++++ TEXTE ++++

Il n'est pas rare que le lecteur de Pascal soit entraîné dans ses propres contradictions comme le pêcheur dans les eaux profondes lorsque la barque chavire. Plus souvent encore, il le lit selon sa nature ou selon la vérité qu'il lui plaît de trouver.
Roland de Muralt ajoute: Ainsi n'y a-t-il pas un seul Pascal, mais en lui toutes sortes de personnages: le sceptique, le janséniste dogmatique, le misanthrope, l'apologiste, le joueur, le couturier, le convulsé, le raisonnable ou encore le génie effrayant comme le définissait Chateaubriand.
Dans Traité du vide, titre qu'il tire du Traité du vide incomplet de Blaise Pascal, qui fait partie de ses oeuvres physiques et qui est audacieux pour l'époque, l'auteur dit d'emblée que ce dernier n'est pas, et n'a jamais été, pour lui un maître de sagesse, mais plutôt un générateur de haute tension ainsi qu'un compagnon bien incommode.
Le fait est que Pascal ne peut laisser le lecteur indifférent, et Roland de Muralt, qui a pendant des décennies fréquenté son oeuvre et connaît bien son existence, au point de se risquer à la supposer par moments, dit que ses écrits, dont [il s'est] beaucoup occupé, [lui] ont permis de puiser en eux autant de raisons d'espérer que de trouver des motifs de désespérer.
Il n'est pas toujours facile de démêler les raisons d'espérer que l'auteur y puise et les motifs de désespérer qu'il y trouve. Ce qui ressort toutefois de ses propos, c'est qu'il le considère comme suprêmement intelligent, et qu'il regrette qu'il ne l'ait pas été dans des domaines qu'il aurait aimé voir aborder par lui, et où son ironie aurait certainement fait merveille.
Du célèbre pari, il est évidemment question: Son pari, dans lequel un bien curieux raisonnement fondé sur le calcul des probabilités se substituera aux preuves métaphysiques de l'existence de Dieu, devra précisément infuser chez le libertin cette inquiétude qui lui manque...
(Ce raisonnement est en effet curieux. Il a été analysé et démonté par le mathématicien Emile Borel, dans le cadre de la théorie moderne des probabilités: la probabilité de l'éventualité de l'existence de Dieu est en fait nulle et, si elle se produit, comme le gain est infini, le produit de la probabilité par un gain infini est de ... zéro.)

++++

**CONSIGNE ÉCRITE 1:** Sélectionnez chaque ligne des entrées qui contient la chaîne « post », en tenant compte de la casse.
Le texte et les entrées n'ont aucun lien entre eux.

++++ DONNÉES DE LA TÂCHE ++++

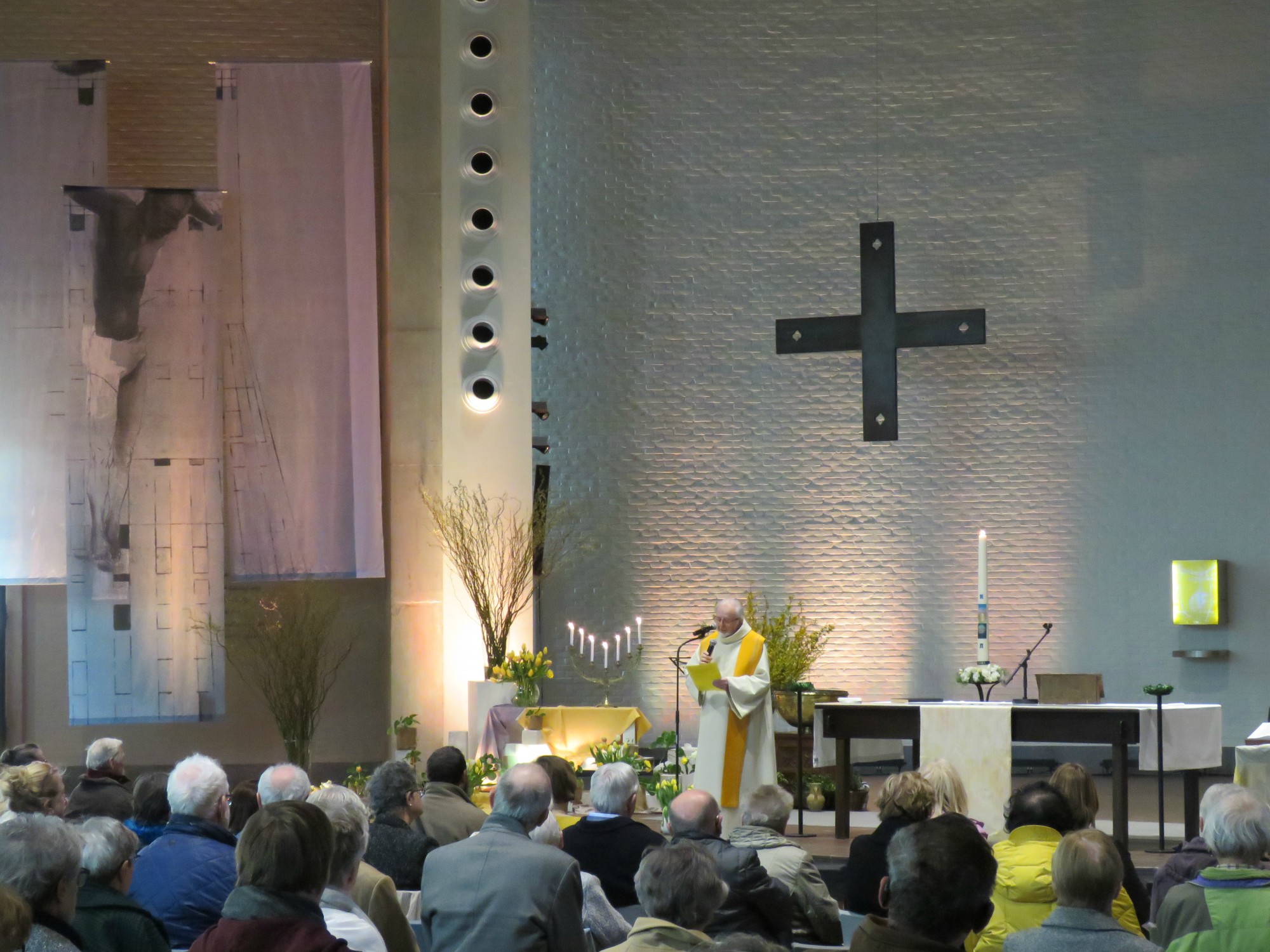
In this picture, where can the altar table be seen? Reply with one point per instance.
(571, 732)
(1117, 725)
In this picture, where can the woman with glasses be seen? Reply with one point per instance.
(40, 860)
(105, 916)
(397, 802)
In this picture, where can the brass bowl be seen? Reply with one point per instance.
(787, 704)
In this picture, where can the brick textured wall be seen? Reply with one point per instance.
(1090, 173)
(162, 107)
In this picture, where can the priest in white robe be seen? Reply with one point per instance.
(736, 747)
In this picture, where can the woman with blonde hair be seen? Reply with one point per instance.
(1078, 788)
(905, 799)
(951, 795)
(34, 789)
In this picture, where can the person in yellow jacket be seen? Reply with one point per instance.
(1037, 818)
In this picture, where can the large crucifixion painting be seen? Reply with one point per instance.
(878, 331)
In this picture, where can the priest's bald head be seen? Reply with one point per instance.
(695, 812)
(730, 614)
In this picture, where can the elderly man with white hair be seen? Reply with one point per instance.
(40, 860)
(186, 875)
(608, 843)
(105, 916)
(500, 890)
(1227, 907)
(351, 824)
(283, 783)
(104, 790)
(736, 746)
(816, 912)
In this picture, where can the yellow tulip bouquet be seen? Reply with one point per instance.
(528, 671)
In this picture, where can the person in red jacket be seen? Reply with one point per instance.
(284, 863)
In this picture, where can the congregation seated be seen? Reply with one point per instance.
(448, 812)
(500, 890)
(350, 823)
(756, 903)
(951, 797)
(105, 916)
(938, 889)
(764, 821)
(1088, 878)
(283, 863)
(1227, 907)
(905, 799)
(1078, 786)
(21, 756)
(35, 788)
(187, 874)
(1194, 856)
(15, 921)
(283, 783)
(244, 802)
(608, 843)
(150, 808)
(104, 790)
(606, 925)
(397, 849)
(40, 860)
(566, 789)
(373, 892)
(1037, 819)
(680, 889)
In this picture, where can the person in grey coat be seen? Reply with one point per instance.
(1088, 878)
(500, 890)
(40, 860)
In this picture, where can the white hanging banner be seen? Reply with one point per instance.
(144, 499)
(53, 134)
(302, 340)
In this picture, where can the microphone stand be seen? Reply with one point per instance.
(679, 697)
(1023, 666)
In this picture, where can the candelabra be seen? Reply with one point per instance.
(613, 668)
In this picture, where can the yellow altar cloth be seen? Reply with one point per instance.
(571, 732)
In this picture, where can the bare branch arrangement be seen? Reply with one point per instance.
(281, 639)
(492, 544)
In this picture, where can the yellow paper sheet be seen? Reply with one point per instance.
(704, 676)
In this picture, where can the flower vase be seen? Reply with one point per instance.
(815, 799)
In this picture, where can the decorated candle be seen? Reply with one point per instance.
(984, 598)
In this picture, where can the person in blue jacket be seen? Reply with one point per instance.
(186, 875)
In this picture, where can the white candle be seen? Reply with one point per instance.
(984, 598)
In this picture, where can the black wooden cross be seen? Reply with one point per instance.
(877, 332)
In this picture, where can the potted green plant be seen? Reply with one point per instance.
(794, 644)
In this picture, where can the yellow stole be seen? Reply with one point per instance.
(739, 728)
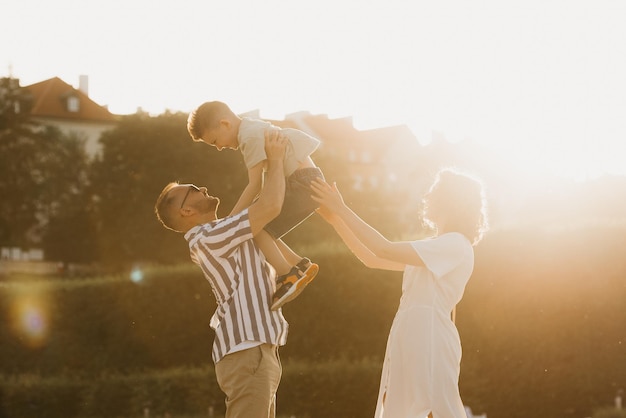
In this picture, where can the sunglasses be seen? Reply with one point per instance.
(191, 187)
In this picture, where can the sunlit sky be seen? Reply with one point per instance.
(542, 79)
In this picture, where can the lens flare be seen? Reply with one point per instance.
(30, 321)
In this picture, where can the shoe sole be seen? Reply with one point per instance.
(297, 287)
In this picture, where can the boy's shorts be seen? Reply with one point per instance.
(298, 204)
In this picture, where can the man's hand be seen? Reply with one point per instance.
(275, 144)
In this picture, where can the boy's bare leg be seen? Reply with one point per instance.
(291, 257)
(273, 253)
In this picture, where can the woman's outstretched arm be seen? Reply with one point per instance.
(329, 197)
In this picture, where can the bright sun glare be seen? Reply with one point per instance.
(540, 82)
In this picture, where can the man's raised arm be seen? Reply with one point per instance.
(270, 201)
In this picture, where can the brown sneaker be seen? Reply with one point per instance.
(290, 285)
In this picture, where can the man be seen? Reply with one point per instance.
(247, 332)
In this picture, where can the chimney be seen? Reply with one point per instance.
(83, 84)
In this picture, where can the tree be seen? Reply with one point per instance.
(42, 176)
(139, 158)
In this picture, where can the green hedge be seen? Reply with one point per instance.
(541, 323)
(337, 388)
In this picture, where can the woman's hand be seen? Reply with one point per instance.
(330, 199)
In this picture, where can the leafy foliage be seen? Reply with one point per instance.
(140, 157)
(541, 325)
(43, 176)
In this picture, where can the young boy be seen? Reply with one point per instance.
(215, 124)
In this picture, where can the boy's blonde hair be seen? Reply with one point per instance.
(206, 116)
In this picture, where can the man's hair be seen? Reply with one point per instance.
(464, 199)
(164, 209)
(206, 116)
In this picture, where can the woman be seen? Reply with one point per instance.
(422, 362)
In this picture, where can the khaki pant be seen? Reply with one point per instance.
(250, 379)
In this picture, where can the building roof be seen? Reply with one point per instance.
(51, 100)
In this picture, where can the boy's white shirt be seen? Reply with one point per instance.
(251, 140)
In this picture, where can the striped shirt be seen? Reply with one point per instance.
(242, 282)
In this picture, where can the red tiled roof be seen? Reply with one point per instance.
(50, 101)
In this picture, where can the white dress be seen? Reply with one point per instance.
(423, 357)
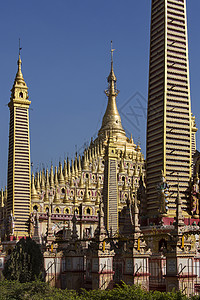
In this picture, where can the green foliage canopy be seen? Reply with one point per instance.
(25, 262)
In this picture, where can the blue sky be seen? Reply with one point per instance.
(66, 59)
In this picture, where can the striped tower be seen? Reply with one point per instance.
(18, 202)
(169, 121)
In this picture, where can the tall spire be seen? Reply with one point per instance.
(112, 120)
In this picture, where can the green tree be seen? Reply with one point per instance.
(25, 262)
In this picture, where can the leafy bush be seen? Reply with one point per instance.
(25, 262)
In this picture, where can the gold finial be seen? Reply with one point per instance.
(20, 48)
(111, 120)
(112, 50)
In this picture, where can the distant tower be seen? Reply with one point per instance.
(18, 202)
(169, 123)
(111, 124)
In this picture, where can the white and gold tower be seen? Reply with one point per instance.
(169, 124)
(19, 193)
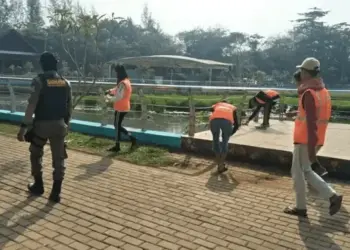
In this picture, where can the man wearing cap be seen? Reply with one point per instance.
(310, 127)
(51, 103)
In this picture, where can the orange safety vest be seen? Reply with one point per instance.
(323, 109)
(270, 93)
(224, 111)
(123, 105)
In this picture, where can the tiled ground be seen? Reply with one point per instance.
(114, 205)
(280, 137)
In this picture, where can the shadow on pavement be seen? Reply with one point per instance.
(19, 226)
(221, 182)
(94, 169)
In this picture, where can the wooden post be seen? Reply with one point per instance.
(192, 115)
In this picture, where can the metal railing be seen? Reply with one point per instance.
(171, 108)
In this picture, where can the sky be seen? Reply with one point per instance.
(266, 17)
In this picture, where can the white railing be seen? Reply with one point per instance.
(173, 108)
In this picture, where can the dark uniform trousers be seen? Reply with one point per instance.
(55, 132)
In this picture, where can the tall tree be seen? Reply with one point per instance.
(35, 21)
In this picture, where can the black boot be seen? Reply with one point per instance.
(36, 188)
(56, 191)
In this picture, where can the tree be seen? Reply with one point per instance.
(78, 33)
(35, 21)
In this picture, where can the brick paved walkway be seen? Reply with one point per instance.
(115, 205)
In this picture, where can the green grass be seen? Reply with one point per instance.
(339, 101)
(143, 155)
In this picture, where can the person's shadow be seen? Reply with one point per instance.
(313, 233)
(221, 182)
(16, 229)
(94, 169)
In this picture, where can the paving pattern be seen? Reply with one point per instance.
(115, 205)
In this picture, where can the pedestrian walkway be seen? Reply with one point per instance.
(115, 205)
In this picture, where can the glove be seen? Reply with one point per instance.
(319, 169)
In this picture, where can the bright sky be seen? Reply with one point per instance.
(266, 17)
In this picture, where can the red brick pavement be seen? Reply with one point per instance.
(116, 205)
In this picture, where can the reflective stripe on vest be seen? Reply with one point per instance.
(323, 114)
(270, 93)
(223, 110)
(123, 105)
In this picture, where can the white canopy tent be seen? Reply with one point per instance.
(172, 61)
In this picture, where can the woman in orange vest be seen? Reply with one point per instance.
(121, 96)
(223, 119)
(314, 112)
(264, 99)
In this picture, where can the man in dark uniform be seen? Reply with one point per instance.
(51, 103)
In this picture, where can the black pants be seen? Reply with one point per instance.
(269, 103)
(118, 119)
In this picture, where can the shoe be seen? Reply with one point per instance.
(262, 126)
(115, 148)
(295, 211)
(336, 201)
(56, 191)
(321, 171)
(36, 188)
(222, 169)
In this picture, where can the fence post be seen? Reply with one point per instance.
(192, 115)
(241, 107)
(144, 111)
(12, 96)
(282, 106)
(104, 107)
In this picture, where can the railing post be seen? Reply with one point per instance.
(104, 107)
(144, 111)
(241, 107)
(192, 115)
(281, 114)
(12, 96)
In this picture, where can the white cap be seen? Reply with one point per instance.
(310, 63)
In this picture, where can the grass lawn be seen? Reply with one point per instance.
(143, 155)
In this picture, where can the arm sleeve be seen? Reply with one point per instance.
(256, 111)
(119, 93)
(236, 122)
(311, 120)
(32, 101)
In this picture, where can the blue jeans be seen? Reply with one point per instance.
(225, 126)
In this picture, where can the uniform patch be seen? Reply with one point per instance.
(56, 83)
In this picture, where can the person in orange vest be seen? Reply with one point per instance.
(121, 96)
(263, 99)
(223, 119)
(314, 112)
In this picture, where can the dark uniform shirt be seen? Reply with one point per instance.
(51, 96)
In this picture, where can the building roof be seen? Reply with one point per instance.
(172, 61)
(14, 43)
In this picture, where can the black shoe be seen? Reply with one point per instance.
(321, 171)
(114, 149)
(295, 211)
(56, 191)
(36, 188)
(335, 205)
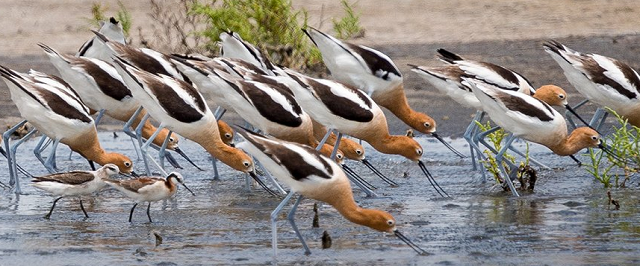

++++

**CONSIGNE ÉCRITE 2:** D'après le texte sur Pascal, quel mathématicien a analysé et démonté le raisonnement du pari ?

**RÉPONSE FINALE 1:**
In this picture, where can the wooden post be seen? Reply with one point per instance.
In this picture, where can the fence post be seen? Reply with one point per instance.
In this picture, where can the railing post be seen? Reply with one point per instance.

**RÉPONSE FINALE 2:** Le mathématicien Emile Borel.